Reproduce the full listing below verbatim, every line in its original order.

Start

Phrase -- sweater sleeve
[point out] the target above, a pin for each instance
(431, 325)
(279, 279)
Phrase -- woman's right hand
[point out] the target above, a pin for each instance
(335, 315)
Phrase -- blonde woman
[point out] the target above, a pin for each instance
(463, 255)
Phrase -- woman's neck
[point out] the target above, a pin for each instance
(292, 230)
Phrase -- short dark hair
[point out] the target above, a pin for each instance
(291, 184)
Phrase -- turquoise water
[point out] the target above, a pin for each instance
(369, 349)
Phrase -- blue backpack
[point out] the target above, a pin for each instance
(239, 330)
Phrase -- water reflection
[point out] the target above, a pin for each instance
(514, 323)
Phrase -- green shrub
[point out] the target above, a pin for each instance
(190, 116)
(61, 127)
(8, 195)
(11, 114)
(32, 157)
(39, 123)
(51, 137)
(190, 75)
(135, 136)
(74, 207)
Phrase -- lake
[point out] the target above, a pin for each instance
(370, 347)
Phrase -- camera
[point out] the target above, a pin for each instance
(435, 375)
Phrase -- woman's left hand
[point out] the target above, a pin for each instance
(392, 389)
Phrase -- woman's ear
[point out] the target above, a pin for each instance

End

» THE RESULT:
Phrase -- sweater sleeve
[point out] the target above, a pin for each instance
(431, 325)
(279, 279)
Phrase -- woman's right hand
[point out] the target above, a pin for each instance
(335, 315)
Phrase -- blonde woman
[point out] the target above, a pin for each instance
(463, 255)
Phrase -- woman's neck
[point out] the target above, a pin for each instance
(292, 230)
Phrase -- short dark hair
[point out] the target above, a pin for each instance
(291, 184)
Phrase -- turquoise water
[point out] the target above, a pin for each instance
(369, 349)
Phrase -- blue backpack
[point out] the target above, a pin for each instance
(239, 330)
Phrase -- water reflection
[point out] the target above, a pin for each instance
(514, 323)
Phrase -- green shrub
[point out] the target above, a pin for each instance
(190, 116)
(61, 127)
(8, 195)
(11, 114)
(32, 157)
(39, 123)
(51, 137)
(190, 75)
(135, 136)
(74, 207)
Phrase -- lake
[point out] the target above, a pin for each instance
(370, 347)
Phrase -- camera
[point out] the target above, a pin for each instance
(435, 375)
Phrase -- woman's left hand
[point out] the target above, a pin for each instance
(392, 389)
Phrase -- woman's ear
[point out] the target above, a pin for each instance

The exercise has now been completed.